Your objective => Using the entries below, output exactly the line containing "of the caixa" and all lines that follow it to the end.

'''

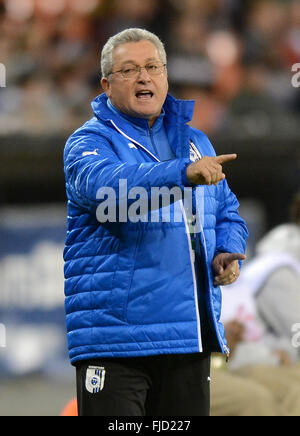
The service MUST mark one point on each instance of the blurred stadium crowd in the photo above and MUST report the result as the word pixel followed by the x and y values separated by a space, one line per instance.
pixel 234 57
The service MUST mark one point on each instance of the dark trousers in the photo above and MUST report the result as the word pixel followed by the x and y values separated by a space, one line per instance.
pixel 162 385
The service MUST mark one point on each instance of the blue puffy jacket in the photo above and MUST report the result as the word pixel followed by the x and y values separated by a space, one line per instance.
pixel 130 286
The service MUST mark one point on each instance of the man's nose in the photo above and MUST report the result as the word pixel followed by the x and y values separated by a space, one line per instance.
pixel 144 75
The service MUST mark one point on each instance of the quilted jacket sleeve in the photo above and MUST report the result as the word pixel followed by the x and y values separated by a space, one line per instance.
pixel 90 163
pixel 231 230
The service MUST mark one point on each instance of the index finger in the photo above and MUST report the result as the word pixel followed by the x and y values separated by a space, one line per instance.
pixel 225 158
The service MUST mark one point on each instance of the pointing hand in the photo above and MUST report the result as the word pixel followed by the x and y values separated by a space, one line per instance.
pixel 208 170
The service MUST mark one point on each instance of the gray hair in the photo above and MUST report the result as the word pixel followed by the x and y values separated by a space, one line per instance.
pixel 128 35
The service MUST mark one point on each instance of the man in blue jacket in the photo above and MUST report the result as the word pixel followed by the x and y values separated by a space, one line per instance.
pixel 142 275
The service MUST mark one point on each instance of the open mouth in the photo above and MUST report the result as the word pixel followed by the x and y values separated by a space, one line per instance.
pixel 144 95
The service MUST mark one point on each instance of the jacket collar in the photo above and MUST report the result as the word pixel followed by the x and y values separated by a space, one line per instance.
pixel 176 110
pixel 177 114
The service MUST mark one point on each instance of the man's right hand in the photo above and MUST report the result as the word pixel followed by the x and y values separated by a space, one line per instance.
pixel 208 170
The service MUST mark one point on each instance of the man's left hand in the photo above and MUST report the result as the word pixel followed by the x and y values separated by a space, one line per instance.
pixel 226 268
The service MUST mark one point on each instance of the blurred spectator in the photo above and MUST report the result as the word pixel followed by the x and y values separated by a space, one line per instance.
pixel 236 56
pixel 261 311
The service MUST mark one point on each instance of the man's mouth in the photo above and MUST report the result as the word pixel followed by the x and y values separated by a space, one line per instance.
pixel 144 95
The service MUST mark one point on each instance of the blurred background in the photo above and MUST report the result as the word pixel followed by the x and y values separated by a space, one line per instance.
pixel 233 57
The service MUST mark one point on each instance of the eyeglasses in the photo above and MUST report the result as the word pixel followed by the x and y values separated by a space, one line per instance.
pixel 153 69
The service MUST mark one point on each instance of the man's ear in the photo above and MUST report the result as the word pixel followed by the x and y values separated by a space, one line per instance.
pixel 105 86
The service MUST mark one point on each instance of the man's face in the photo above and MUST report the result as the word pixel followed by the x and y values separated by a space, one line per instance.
pixel 141 96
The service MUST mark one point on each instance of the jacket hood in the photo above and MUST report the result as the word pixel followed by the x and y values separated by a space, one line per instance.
pixel 282 239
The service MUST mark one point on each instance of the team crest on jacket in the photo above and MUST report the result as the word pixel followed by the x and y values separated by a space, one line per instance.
pixel 194 152
pixel 94 380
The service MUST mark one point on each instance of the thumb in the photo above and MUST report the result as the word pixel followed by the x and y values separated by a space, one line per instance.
pixel 235 256
pixel 223 158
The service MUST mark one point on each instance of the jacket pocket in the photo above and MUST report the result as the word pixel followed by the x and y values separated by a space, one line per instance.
pixel 117 301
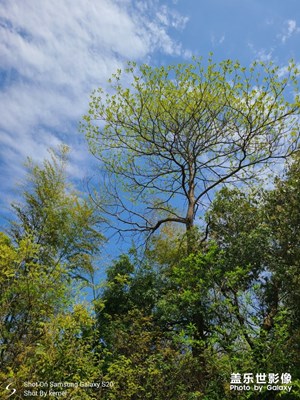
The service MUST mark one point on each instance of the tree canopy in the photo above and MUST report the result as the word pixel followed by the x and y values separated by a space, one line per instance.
pixel 170 136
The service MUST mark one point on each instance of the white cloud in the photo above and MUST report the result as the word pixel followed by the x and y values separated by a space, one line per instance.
pixel 52 56
pixel 290 28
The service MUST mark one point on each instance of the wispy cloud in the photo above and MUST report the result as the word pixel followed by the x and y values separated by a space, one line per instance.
pixel 290 29
pixel 52 56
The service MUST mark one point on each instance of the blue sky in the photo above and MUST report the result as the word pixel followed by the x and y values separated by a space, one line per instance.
pixel 54 53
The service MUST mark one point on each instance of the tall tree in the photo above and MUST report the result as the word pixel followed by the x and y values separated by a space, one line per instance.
pixel 174 134
pixel 57 217
pixel 52 239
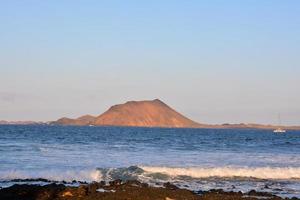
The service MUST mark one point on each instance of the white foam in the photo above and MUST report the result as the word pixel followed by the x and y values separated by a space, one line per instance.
pixel 68 175
pixel 260 172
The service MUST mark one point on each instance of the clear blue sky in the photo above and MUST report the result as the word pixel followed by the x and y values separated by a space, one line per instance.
pixel 214 61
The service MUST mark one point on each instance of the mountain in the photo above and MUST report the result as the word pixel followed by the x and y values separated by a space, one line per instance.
pixel 154 113
pixel 3 122
pixel 144 113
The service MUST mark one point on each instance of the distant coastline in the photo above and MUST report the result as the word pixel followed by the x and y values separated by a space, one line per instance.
pixel 149 113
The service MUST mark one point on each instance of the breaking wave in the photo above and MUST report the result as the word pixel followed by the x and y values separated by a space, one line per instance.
pixel 147 173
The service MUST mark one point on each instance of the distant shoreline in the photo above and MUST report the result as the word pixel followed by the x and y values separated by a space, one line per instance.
pixel 203 126
pixel 123 190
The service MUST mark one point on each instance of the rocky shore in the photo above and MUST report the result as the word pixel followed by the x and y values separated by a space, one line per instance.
pixel 118 190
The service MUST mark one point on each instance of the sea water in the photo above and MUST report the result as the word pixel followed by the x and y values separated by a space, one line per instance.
pixel 196 159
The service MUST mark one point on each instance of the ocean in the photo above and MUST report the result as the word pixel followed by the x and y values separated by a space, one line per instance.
pixel 196 159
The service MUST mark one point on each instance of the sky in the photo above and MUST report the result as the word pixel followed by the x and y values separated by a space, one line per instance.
pixel 215 61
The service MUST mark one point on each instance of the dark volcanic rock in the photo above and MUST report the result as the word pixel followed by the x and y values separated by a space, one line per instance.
pixel 117 190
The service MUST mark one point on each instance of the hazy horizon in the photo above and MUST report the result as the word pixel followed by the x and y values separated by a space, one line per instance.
pixel 215 62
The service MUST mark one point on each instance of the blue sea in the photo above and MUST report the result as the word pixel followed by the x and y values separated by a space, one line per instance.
pixel 196 159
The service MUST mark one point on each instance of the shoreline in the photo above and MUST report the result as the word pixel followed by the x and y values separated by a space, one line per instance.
pixel 117 189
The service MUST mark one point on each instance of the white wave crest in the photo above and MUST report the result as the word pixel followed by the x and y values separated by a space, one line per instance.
pixel 260 172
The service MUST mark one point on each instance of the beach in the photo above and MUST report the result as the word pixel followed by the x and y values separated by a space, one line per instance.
pixel 118 190
pixel 201 163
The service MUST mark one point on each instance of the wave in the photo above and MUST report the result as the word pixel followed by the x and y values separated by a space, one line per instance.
pixel 197 172
pixel 155 173
pixel 53 175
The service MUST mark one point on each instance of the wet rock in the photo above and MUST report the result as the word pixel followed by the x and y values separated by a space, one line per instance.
pixel 115 182
pixel 170 186
pixel 82 190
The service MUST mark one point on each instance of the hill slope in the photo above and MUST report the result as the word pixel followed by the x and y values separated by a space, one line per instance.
pixel 144 113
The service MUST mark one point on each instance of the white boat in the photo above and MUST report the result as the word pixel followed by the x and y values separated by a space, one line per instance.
pixel 279 130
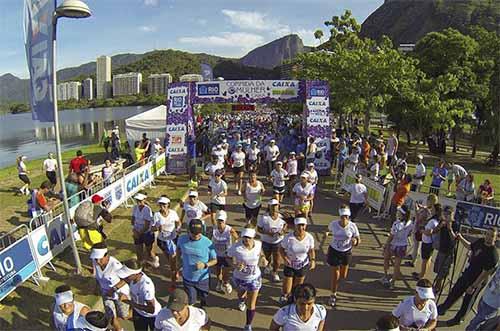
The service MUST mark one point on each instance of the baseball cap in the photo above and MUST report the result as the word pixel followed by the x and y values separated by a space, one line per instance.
pixel 177 300
pixel 196 226
pixel 96 198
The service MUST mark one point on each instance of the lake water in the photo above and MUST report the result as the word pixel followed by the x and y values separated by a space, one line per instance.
pixel 20 135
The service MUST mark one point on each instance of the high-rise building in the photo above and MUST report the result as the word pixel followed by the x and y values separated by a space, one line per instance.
pixel 88 89
pixel 158 83
pixel 127 84
pixel 103 77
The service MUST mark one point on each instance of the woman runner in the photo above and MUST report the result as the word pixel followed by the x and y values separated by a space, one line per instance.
pixel 297 250
pixel 254 189
pixel 303 314
pixel 272 228
pixel 345 236
pixel 246 255
pixel 168 224
pixel 223 237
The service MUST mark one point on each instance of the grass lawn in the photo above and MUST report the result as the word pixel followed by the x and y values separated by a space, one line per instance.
pixel 29 306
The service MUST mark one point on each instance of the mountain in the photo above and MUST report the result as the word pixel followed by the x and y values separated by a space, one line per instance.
pixel 274 53
pixel 406 21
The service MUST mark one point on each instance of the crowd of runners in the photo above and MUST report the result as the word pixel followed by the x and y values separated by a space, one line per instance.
pixel 268 164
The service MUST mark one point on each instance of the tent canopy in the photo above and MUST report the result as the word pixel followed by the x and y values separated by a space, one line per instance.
pixel 151 122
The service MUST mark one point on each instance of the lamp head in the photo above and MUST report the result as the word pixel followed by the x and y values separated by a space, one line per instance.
pixel 73 9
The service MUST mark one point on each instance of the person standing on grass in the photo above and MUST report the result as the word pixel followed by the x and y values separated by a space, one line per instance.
pixel 246 254
pixel 252 195
pixel 396 245
pixel 142 291
pixel 142 220
pixel 272 228
pixel 50 167
pixel 345 236
pixel 22 173
pixel 217 190
pixel 168 224
pixel 198 254
pixel 223 236
pixel 297 251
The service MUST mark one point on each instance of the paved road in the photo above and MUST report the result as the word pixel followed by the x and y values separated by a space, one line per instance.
pixel 361 299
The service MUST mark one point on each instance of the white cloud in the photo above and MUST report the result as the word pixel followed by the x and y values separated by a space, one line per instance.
pixel 241 40
pixel 147 28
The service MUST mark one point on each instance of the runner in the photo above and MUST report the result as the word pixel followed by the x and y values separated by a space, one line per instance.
pixel 142 220
pixel 297 250
pixel 142 290
pixel 302 315
pixel 66 310
pixel 252 195
pixel 272 228
pixel 278 177
pixel 223 236
pixel 168 224
pixel 418 311
pixel 238 165
pixel 111 286
pixel 217 191
pixel 396 245
pixel 302 194
pixel 246 254
pixel 178 315
pixel 345 236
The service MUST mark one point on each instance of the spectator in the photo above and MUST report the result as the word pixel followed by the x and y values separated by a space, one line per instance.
pixel 486 193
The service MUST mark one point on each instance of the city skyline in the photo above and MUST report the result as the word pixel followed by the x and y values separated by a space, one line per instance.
pixel 220 28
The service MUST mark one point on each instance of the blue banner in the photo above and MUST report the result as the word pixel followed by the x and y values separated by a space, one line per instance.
pixel 16 265
pixel 206 71
pixel 38 42
pixel 477 216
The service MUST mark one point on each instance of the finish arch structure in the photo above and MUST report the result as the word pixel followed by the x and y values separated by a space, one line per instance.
pixel 180 132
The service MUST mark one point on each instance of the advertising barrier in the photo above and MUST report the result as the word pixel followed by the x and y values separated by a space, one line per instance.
pixel 376 191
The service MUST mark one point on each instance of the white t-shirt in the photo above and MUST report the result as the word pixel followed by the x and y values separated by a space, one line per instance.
pixel 217 188
pixel 341 237
pixel 166 225
pixel 142 291
pixel 431 224
pixel 297 251
pixel 249 257
pixel 288 318
pixel 279 177
pixel 358 192
pixel 165 321
pixel 50 165
pixel 400 232
pixel 267 223
pixel 194 212
pixel 238 159
pixel 272 152
pixel 141 216
pixel 409 314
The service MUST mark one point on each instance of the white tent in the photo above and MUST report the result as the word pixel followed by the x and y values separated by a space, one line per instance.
pixel 152 122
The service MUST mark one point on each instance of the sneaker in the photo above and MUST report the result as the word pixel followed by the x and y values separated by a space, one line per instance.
pixel 227 288
pixel 332 301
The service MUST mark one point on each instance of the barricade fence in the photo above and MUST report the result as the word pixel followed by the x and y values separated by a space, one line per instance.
pixel 24 250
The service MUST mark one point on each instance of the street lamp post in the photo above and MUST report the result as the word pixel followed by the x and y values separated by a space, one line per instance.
pixel 70 9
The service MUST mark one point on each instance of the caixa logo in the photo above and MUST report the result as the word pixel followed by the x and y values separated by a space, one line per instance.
pixel 208 89
pixel 318 92
pixel 136 180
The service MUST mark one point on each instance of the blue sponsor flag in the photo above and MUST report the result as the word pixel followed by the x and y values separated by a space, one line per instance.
pixel 206 71
pixel 38 42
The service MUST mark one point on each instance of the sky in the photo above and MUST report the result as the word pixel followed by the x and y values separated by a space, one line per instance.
pixel 224 28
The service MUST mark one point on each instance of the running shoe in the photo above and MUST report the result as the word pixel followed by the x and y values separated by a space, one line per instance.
pixel 227 288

'''

Finished task =>
The service MUST mark one point on each instance of the caixa logo in the photo above and MUST report the result as the word pixel followed by the x and y values separated by a space, one line per instance.
pixel 208 89
pixel 318 92
pixel 136 180
The service MUST mark one point on each instance of the blue sponsor flag in the photo above and MUST report the result as the word pixel followed by the x and y values separated by a space, one line per instance.
pixel 206 71
pixel 38 42
The service MUST mark one point on each instance of the sky in the photo above and MUST report the result as the word pixel followed by the x and y values separated by a space, one line per instance.
pixel 224 28
The service MUST mark one point on each instance of the running shoe in the photo above and MUST report the result as the word pixel followed by the x and y values separated by a space, one line per instance.
pixel 227 288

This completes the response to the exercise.